* BEGIN Working data *

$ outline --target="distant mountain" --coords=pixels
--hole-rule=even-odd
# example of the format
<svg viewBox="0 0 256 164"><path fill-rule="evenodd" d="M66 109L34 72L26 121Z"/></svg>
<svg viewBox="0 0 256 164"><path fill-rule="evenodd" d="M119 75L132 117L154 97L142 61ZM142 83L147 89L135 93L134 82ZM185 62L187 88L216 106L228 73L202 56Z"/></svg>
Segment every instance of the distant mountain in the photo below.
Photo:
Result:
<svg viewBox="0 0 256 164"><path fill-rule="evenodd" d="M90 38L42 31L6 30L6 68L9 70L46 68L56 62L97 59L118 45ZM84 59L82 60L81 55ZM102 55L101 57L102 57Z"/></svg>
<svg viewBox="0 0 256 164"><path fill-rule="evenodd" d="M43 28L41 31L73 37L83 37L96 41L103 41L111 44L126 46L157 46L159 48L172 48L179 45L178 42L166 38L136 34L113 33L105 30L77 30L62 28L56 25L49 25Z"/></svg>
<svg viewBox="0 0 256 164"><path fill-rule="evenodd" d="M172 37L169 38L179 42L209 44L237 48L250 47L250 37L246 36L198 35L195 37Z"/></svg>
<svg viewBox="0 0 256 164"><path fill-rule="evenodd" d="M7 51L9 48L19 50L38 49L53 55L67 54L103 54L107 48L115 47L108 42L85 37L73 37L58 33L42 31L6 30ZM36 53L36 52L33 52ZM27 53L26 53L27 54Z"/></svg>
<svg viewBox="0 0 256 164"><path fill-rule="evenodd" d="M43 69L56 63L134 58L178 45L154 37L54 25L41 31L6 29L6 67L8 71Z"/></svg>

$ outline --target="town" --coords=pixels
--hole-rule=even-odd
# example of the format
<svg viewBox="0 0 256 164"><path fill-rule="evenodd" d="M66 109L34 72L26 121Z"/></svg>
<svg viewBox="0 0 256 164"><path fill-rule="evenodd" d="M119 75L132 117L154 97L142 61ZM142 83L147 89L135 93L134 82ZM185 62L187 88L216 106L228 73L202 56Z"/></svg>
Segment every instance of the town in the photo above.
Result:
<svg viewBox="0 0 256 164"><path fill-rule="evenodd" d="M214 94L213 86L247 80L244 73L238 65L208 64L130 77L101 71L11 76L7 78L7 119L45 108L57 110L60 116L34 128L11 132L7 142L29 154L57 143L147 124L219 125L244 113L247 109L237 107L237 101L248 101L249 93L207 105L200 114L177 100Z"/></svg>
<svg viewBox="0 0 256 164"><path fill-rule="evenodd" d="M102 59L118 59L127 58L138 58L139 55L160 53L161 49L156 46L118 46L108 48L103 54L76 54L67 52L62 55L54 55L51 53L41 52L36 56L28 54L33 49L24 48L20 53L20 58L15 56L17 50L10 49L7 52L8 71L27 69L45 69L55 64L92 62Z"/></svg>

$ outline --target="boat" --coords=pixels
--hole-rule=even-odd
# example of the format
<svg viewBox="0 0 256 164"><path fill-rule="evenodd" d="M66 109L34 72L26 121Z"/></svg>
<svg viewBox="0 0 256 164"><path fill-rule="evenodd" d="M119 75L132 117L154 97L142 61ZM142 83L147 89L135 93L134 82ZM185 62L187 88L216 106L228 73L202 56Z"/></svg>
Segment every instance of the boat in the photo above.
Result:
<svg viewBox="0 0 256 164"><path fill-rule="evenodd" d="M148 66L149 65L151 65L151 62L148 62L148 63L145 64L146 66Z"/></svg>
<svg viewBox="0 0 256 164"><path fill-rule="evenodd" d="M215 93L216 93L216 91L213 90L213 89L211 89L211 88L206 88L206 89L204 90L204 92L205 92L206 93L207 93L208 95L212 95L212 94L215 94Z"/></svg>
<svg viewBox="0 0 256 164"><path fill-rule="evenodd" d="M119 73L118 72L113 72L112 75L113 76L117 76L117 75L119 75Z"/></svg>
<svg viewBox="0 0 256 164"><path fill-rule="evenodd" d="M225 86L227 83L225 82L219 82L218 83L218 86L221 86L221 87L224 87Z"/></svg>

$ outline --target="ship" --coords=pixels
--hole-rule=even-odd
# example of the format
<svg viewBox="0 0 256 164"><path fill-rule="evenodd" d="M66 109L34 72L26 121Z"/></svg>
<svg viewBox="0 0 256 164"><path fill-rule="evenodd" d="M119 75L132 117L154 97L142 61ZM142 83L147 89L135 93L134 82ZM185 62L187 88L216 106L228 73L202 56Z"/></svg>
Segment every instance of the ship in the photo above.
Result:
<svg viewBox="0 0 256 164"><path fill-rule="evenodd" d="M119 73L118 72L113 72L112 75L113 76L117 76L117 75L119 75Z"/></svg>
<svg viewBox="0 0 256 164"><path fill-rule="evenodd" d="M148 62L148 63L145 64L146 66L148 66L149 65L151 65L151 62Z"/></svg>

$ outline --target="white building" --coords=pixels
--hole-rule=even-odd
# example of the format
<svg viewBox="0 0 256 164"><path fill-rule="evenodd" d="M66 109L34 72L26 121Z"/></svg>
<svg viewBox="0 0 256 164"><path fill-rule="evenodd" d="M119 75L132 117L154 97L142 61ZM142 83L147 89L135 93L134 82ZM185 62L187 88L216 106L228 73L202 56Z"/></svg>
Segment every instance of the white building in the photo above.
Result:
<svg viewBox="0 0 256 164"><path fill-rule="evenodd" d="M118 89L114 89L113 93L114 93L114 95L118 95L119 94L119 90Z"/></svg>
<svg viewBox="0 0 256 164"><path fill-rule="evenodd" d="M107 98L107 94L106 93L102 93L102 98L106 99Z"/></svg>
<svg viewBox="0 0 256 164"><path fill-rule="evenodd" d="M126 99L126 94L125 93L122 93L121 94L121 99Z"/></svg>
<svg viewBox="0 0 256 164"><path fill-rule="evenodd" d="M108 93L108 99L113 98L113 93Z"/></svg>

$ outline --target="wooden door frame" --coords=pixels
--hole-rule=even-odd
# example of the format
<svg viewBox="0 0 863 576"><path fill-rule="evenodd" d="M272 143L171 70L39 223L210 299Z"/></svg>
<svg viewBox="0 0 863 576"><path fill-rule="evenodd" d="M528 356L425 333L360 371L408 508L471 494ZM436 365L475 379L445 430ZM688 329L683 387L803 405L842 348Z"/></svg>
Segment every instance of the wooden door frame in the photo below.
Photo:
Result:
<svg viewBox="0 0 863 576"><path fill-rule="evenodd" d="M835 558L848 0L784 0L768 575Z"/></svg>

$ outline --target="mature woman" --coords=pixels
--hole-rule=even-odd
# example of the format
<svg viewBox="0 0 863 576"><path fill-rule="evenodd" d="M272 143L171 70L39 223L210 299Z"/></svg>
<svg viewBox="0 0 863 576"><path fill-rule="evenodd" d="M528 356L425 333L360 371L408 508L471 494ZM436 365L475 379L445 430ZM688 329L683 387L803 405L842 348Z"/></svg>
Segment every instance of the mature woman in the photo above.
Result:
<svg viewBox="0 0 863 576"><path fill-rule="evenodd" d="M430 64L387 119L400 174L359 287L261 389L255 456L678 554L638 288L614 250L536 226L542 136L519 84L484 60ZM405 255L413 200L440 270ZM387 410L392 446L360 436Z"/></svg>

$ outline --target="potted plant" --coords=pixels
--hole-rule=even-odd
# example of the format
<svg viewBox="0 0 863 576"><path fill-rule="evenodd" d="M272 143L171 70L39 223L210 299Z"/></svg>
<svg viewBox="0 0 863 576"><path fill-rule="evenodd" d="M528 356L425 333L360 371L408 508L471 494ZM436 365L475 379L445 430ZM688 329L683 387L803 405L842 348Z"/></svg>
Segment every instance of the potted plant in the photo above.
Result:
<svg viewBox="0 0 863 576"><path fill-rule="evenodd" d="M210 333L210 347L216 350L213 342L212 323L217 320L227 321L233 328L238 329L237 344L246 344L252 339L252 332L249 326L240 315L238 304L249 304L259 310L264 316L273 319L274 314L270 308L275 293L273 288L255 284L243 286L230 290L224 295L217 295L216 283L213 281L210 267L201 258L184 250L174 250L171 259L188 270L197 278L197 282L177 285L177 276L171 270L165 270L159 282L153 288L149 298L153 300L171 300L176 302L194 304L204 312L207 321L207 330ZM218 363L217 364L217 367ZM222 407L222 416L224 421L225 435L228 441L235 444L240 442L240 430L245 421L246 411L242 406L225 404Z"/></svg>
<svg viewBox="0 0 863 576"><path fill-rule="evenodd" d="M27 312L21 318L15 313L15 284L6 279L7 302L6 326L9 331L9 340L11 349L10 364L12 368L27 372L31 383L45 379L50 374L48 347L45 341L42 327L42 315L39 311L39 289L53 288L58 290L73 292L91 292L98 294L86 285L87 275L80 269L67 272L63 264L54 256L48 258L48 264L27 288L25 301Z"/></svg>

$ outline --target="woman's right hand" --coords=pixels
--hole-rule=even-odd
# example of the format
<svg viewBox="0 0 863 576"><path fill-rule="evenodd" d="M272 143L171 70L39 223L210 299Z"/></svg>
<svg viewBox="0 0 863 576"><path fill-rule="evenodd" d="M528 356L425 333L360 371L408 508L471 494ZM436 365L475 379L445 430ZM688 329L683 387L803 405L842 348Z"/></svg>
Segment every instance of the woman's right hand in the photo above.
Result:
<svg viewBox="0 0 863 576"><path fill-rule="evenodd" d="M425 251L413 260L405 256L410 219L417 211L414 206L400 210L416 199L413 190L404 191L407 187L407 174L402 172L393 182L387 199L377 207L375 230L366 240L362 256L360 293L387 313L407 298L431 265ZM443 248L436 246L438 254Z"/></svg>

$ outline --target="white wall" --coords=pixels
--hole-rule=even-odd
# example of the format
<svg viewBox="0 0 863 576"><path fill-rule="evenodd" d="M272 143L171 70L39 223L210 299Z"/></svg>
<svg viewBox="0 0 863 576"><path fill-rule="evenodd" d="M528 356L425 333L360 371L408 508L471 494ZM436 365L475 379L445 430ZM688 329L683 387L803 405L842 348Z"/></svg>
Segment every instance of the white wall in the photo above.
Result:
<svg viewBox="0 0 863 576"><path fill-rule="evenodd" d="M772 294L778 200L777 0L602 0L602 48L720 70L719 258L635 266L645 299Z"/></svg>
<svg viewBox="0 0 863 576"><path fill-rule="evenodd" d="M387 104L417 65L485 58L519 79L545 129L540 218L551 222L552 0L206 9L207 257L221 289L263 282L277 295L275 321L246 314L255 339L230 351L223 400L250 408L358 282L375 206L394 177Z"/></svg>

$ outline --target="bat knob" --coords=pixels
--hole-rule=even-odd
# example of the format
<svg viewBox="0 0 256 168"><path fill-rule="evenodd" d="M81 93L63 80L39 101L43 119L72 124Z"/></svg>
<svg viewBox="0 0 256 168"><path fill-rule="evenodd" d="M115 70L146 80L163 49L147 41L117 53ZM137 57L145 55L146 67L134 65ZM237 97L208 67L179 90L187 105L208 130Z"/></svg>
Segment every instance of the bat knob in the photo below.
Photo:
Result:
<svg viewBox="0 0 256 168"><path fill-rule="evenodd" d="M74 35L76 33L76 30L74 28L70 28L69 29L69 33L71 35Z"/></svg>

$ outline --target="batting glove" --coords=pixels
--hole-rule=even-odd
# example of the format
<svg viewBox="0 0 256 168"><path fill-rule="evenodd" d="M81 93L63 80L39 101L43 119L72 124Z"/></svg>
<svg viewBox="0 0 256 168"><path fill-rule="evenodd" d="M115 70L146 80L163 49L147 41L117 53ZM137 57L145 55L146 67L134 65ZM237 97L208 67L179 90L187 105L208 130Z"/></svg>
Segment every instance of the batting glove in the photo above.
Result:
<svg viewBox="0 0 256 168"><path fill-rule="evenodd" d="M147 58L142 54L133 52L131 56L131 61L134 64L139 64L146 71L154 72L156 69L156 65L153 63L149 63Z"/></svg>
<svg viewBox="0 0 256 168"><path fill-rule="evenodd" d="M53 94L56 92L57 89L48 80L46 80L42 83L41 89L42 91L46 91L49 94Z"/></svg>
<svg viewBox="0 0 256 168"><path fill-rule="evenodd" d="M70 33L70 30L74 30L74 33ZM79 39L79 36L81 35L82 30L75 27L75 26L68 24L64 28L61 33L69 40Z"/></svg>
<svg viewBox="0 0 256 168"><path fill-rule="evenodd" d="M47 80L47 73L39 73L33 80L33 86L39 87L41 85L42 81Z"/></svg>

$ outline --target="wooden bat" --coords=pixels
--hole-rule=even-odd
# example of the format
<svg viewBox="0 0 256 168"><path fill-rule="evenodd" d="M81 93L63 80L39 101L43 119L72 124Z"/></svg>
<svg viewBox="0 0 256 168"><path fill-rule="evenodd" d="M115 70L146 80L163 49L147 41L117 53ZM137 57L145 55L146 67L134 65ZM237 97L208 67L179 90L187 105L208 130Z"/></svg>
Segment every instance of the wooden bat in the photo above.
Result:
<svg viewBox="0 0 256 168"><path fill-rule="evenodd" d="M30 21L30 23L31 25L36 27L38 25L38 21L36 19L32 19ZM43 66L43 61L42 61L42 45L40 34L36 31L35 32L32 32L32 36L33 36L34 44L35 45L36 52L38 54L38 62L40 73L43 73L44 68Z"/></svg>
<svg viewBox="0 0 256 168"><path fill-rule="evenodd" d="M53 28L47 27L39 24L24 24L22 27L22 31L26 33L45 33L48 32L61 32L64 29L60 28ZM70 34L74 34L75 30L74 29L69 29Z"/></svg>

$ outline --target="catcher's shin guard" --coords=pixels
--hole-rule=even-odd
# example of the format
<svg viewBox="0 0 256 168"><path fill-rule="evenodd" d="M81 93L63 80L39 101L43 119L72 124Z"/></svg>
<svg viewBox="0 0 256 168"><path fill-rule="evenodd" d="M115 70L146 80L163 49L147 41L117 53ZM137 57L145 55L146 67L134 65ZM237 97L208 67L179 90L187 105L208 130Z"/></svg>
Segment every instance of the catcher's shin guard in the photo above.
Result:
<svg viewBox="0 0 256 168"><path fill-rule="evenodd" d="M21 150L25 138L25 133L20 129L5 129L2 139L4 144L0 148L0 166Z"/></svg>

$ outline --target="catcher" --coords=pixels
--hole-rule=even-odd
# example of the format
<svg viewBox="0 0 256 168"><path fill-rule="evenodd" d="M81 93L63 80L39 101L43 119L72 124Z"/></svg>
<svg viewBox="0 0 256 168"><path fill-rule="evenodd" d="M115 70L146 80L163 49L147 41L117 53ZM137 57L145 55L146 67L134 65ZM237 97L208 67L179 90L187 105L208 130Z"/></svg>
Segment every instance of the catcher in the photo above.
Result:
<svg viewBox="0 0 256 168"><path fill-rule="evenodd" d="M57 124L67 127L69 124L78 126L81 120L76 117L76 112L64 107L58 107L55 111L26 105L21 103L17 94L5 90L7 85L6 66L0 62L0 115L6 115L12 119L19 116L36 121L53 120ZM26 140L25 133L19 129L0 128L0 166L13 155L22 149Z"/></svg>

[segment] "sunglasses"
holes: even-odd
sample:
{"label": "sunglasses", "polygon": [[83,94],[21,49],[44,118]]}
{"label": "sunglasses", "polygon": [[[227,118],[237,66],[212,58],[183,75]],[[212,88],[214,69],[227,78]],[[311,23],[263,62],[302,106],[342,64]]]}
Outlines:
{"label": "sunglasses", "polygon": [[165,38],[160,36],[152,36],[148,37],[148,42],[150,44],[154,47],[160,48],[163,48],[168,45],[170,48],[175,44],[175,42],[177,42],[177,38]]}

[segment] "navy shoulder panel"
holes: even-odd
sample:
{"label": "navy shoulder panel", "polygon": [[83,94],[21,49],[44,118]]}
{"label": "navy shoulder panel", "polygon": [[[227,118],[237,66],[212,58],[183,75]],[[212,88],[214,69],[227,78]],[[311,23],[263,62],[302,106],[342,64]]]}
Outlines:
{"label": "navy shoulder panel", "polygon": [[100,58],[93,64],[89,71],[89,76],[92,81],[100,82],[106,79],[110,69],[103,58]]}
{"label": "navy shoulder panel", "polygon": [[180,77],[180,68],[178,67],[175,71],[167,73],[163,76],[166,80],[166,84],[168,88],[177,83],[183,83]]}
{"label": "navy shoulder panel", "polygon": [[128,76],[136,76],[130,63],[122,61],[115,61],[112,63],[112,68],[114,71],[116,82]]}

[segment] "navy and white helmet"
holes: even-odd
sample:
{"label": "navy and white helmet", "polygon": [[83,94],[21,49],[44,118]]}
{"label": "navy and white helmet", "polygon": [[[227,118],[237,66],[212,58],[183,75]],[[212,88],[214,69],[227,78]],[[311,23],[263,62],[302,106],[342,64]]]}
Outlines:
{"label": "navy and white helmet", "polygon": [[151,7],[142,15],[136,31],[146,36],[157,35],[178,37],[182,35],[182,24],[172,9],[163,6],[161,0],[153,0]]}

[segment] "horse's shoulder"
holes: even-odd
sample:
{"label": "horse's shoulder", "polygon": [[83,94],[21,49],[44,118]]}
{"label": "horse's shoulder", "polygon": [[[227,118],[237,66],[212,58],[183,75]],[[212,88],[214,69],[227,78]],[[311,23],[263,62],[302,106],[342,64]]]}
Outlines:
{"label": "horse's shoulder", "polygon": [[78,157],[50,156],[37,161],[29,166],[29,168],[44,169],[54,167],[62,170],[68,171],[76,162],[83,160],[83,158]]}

* END Working data *

*Problem description:* Format the records from their first line through the line containing "69L56 63L134 58L178", with both ends included, as a JSON list of strings. Each line becomes one string, and blank lines are left out.

*Solution for this exercise:*
[
  "$ outline --target=\"distant mountain\" --coords=pixels",
  "--hole-rule=even-odd",
  "# example of the format",
  "<svg viewBox=\"0 0 256 164\"><path fill-rule=\"evenodd\" d=\"M66 109L34 72L26 121Z\"/></svg>",
  "<svg viewBox=\"0 0 256 164\"><path fill-rule=\"evenodd\" d=\"M119 75L132 117L154 97L142 61ZM142 83L147 89L135 93L134 82ZM185 62L187 88L216 106L228 73L202 56Z\"/></svg>",
  "Segment every instance of the distant mountain in the photo below.",
  "Photo:",
  "Result:",
  "<svg viewBox=\"0 0 256 164\"><path fill-rule=\"evenodd\" d=\"M90 38L42 31L6 30L6 68L9 70L46 68L56 62L97 59L118 45ZM84 59L82 60L81 55ZM102 55L101 57L102 57Z\"/></svg>",
  "<svg viewBox=\"0 0 256 164\"><path fill-rule=\"evenodd\" d=\"M43 28L41 31L73 37L83 37L96 41L103 41L111 44L126 46L157 46L159 48L172 48L179 45L178 42L166 38L136 34L113 33L105 30L77 30L62 28L56 25L49 25Z\"/></svg>",
  "<svg viewBox=\"0 0 256 164\"><path fill-rule=\"evenodd\" d=\"M172 37L169 38L179 42L209 44L237 48L250 47L250 37L246 36L198 35L195 37Z\"/></svg>",
  "<svg viewBox=\"0 0 256 164\"><path fill-rule=\"evenodd\" d=\"M7 51L9 48L19 50L38 49L53 55L67 54L103 54L107 48L115 47L108 42L85 37L73 37L58 33L42 31L6 30ZM36 53L36 52L33 52ZM27 53L26 53L27 54Z\"/></svg>",
  "<svg viewBox=\"0 0 256 164\"><path fill-rule=\"evenodd\" d=\"M43 69L56 63L134 58L178 45L154 37L54 25L41 31L6 29L6 67L8 71Z\"/></svg>"
]